╭─ Exercise inputs
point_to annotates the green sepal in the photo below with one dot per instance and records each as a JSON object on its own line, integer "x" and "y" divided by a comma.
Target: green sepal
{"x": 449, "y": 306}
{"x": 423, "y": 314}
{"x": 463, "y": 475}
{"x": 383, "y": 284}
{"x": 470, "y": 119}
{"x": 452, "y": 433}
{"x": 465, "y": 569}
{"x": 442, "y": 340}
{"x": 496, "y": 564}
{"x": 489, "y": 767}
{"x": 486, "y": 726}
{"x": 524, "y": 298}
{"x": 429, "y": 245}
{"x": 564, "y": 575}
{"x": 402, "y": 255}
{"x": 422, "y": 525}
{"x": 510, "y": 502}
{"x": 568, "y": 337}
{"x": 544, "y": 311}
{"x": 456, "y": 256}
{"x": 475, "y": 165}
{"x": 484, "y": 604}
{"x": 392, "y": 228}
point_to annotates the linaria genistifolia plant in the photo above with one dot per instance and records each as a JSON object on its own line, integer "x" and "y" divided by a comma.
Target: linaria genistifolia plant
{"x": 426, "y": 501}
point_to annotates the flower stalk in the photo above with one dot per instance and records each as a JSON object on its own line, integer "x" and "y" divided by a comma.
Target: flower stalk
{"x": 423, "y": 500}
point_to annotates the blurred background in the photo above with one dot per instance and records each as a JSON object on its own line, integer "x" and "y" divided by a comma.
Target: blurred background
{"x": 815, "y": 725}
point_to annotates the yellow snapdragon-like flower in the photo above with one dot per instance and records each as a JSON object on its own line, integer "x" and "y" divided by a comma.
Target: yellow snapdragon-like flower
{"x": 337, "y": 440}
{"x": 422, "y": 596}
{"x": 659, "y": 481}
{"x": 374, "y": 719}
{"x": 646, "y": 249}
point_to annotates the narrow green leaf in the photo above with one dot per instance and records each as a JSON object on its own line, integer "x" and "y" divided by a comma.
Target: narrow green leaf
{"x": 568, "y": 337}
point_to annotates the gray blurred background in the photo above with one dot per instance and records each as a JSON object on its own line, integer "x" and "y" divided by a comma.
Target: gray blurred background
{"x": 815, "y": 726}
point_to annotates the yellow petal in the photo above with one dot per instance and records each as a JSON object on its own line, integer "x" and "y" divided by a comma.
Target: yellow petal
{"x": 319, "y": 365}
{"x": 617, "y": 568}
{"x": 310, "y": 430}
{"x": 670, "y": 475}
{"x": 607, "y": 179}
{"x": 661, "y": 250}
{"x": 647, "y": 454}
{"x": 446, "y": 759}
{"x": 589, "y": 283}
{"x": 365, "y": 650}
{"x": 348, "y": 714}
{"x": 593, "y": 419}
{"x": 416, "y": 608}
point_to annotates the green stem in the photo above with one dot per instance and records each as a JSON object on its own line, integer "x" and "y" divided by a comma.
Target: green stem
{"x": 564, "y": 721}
╰─
## Activity:
Exactly reproduce the entries in their entirety.

## Answer below:
point_to annotates the green sepal in the photo below with one dot per instance and records each as a JSON object on its own line, integer "x" and "y" divided by a comma.
Target: green sepal
{"x": 449, "y": 306}
{"x": 423, "y": 314}
{"x": 463, "y": 475}
{"x": 383, "y": 284}
{"x": 470, "y": 119}
{"x": 452, "y": 433}
{"x": 465, "y": 569}
{"x": 442, "y": 340}
{"x": 496, "y": 564}
{"x": 489, "y": 767}
{"x": 486, "y": 726}
{"x": 524, "y": 298}
{"x": 429, "y": 245}
{"x": 564, "y": 575}
{"x": 402, "y": 255}
{"x": 422, "y": 525}
{"x": 510, "y": 502}
{"x": 568, "y": 337}
{"x": 544, "y": 311}
{"x": 456, "y": 256}
{"x": 475, "y": 165}
{"x": 484, "y": 604}
{"x": 392, "y": 228}
point_to annotates the linaria genistifolia plant in the photo above with one dot per instance and records each as a JSON object on its own line, integer "x" and "y" divided by a comma.
Target: linaria genistifolia plant
{"x": 426, "y": 501}
point_to annotates the flower stalk in the photo above with one dot per instance and records each as a JSON object on its own line, integer "x" and "y" divided by a comma.
Target: flower stalk
{"x": 423, "y": 500}
point_to annotates the blurred background in the photo above with one dot per instance and records each as a JSON object on its own line, integer "x" and "y" divided by a comma.
Target: blurred background
{"x": 815, "y": 725}
point_to annotates the yellow snapdragon-like flower in the photo above with one dot per instance and records each as a JSON object on its own line, integer "x" and "y" divided by a comma.
Target: yellow snapdragon-like flower
{"x": 337, "y": 440}
{"x": 422, "y": 596}
{"x": 659, "y": 481}
{"x": 374, "y": 719}
{"x": 646, "y": 249}
point_to annotates the narrow green leaf in the photo above with one dot per instance and records each as a JSON object on its own line, integer "x" and "y" divided by a comma.
Target: narrow green leaf
{"x": 568, "y": 337}
point_to annotates the gray blurred background in the photo above with one dot per instance and records each as a JSON object on its own line, integer "x" and "y" divided by a comma.
Target: gray blurred background
{"x": 815, "y": 726}
point_to annotates the yellow petal in the photo above with one dot per instance and records each as a JSON object on its own line, integer "x" and "y" divided by a comma.
Target: yellow petal
{"x": 319, "y": 365}
{"x": 617, "y": 568}
{"x": 310, "y": 430}
{"x": 670, "y": 475}
{"x": 607, "y": 179}
{"x": 661, "y": 250}
{"x": 647, "y": 454}
{"x": 446, "y": 759}
{"x": 589, "y": 283}
{"x": 365, "y": 650}
{"x": 348, "y": 714}
{"x": 593, "y": 419}
{"x": 416, "y": 608}
point_to annotates the green stem in the photo above with one dot per instance and records each as a JSON object on its own line, integer "x" and "y" divided by a comma.
Target: green stem
{"x": 564, "y": 721}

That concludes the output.